課題
本文にある「ドイツとイタリアを最短距離で結ぶ交通の要衝で、ここを通らないと交易が出来ないわけです。」という一文を英語に訳してください。

本文
狼の口

2009年初出 久慈光久
エンターブレインビームコミックス 全8巻

14世紀初頭のアルプス山脈を舞台に、オーストリアの圧政に対する森林同盟三邦の独立を求める戦いを描いた歴史大作。

タイトルの「狼の口」とはアルプス山脈ザンクト・ゴットハルト峠に設けられたオーストリアが管轄する関所のこと。

ドイツとイタリアを最短距離で結ぶ交通の要衝で、ここを通らないと交易が出来ないわけです。

元々は森林同盟三邦が取り仕切っていたんですが、峠の権益に目をつけたオーストリアが侵略、横取りしちゃったんですね。

物語は、関所に分断されてしまった三邦が、なんとか関所を突破して同胞と連絡を取り、狼の口を陥落させるべく、身を挺して立ち向かう姿を主筋として展開。

正直言って14世紀アルプスの政情なんて全く知らない私ですが、これがもう、予備知識なんざなくってもぐいぐい惹き込まれていく面白さでぶったまげます。

1話目からして凄まじいインパクト。

主人公なのかな?とあたりをつけたお姫様と従者が、いきなりとんでもないことになります。

ええっ、完全にこの二人が主役って文脈だったじゃねえかよ!と仰天するのも束の間、その後延々4巻ぐらいまで、反乱軍の人間たちが関所を突破できず屍をさらしていく無念を描写し続ける、ときた。

エントリー一覧
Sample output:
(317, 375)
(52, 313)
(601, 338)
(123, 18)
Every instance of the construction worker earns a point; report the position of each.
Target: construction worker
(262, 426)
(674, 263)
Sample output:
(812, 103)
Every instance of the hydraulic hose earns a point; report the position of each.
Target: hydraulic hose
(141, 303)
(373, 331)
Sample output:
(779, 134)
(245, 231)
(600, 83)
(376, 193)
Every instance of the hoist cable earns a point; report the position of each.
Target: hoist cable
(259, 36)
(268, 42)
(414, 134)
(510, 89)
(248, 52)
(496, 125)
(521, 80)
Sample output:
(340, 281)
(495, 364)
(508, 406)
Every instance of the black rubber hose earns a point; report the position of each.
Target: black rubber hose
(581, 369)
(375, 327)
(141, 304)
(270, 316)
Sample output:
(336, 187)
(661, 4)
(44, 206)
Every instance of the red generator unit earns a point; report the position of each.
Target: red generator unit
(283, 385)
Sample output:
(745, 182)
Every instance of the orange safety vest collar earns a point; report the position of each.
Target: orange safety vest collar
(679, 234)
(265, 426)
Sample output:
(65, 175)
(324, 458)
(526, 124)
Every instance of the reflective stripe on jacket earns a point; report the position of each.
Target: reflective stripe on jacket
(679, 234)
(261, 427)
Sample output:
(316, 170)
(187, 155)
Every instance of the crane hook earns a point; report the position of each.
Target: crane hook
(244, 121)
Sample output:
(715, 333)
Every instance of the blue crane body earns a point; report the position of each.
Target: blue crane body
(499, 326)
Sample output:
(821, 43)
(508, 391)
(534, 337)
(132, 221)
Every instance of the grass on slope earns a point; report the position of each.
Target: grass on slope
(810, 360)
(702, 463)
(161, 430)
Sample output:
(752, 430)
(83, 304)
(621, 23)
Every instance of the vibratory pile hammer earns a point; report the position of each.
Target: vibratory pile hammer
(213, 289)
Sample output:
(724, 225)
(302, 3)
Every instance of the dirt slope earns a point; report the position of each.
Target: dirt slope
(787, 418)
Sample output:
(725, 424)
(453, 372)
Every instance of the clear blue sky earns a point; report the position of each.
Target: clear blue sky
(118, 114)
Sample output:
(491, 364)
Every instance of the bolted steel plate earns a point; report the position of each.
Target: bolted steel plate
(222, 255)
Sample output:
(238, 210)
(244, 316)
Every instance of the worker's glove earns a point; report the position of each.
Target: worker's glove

解答
It is a key transportation hub linking Germany and Italy by the shortest route, so trade is impossible without passing through here.